● **What you need to do**
#1 For the Laplace transform question below, decide whether each statement agrees with it. Mark each one yes or no, and quote the words that settle it. (a) The example requires α to be greater than zero. (b) The writer says a rigorous proof of the hypothesis has already been found. (c) The example's convolution converges.
#2 Please rewrite the data records below, swapping "cobblestone pavement" for "brick walkway" and leaving everything else unchanged. Leave out the pictures.

Begin Document section

Product of Laplace transforms with disjoint Region Of Convergence (ROC)

Question

Let the Laplace transform of $x(t)$ be $$X(s) = \int_{-\infty}^{+\infty}x(t)\exp(-st)dt, \ \ \ \ \ s\in\mathbb{C}$$This integral converges when $s \in \text{ROC}_1$. Also suppose that the Laplace transform of $h(t)$ be $H(s)$ which converges when $s\in\text{ROC}_2$. I'm interested in the case $\text{ROC}_1 \cap \text{ROC}_2 = \emptyset$. I think in this case the convolution of $x(t)$ and $h(t)$ is divergent, i.e. $$\forall t\in \mathbb{R}: \ \ y(t)=\int_{-\infty}^{+\infty}x(\tau)h(t-\tau)d\tau \ \ \text{diverges}.$$ Or at least it diverges almost surely. I want to find a rigorous proof for this hypothesis. So maybe we should consider a special class of functions such as $L^1(\mathbb{R})$ or $L^2(\mathbb{R})$?

Example: Take $x(t) = \exp(-\alpha t)u(t)$ and $h(t) = \exp(-\alpha t)u(-t)$ where $\alpha \gt 0$ and $u(t)$ denotes the step function. Then we have $$X(s) = \frac{1}{s+\alpha} \ \ \ \text{ROC}_1: \ \Re\{s\}\gt -\alpha, \\ H(s) = \frac{1}{s+\alpha} \ \ \ \text{ROC}_2: \ \Re\{s\}\lt -\alpha.$$ In this case the convolution is divergent: $$y(t)=\int_{-\infty}^{+\infty}\exp(-\alpha \tau)u(\tau)\exp(-\alpha (t-\tau))u(-(t-\tau))d\tau = \int_{0}^{+\infty} \exp(-\alpha t)u(\tau - t)d\tau \\ = \exp(-\alpha t)\int_{t}^{+\infty}d\tau = \infty.$$

Also if we consider $h(t) = \exp(-\alpha't)u(-t)$ where $\alpha' \not = \alpha$ the same steps show that $y(t)$ converges when $\alpha' \lt \alpha$, so $\text{ROC}_1 \cap \text{ROC}_2: \ \Re\{s\} \in (-\alpha , -\alpha')$.

End Document section
Begin Data for processing

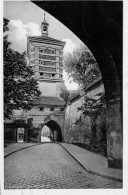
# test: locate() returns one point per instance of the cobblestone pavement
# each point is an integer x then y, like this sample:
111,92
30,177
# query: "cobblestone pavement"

End Data for processing

● **Results by task**
#1
(a) Yes: "where $\alpha \gt 0$ and $u(t)$ denotes the step function"
(b) No: "I want to find a rigorous proof for this hypothesis."
(c) No: "In this case the convolution is divergent"

#2
# test: locate() returns one point per instance of the brick walkway
# each point is an integer x then y, like this sample:
111,92
30,177
# query: "brick walkway"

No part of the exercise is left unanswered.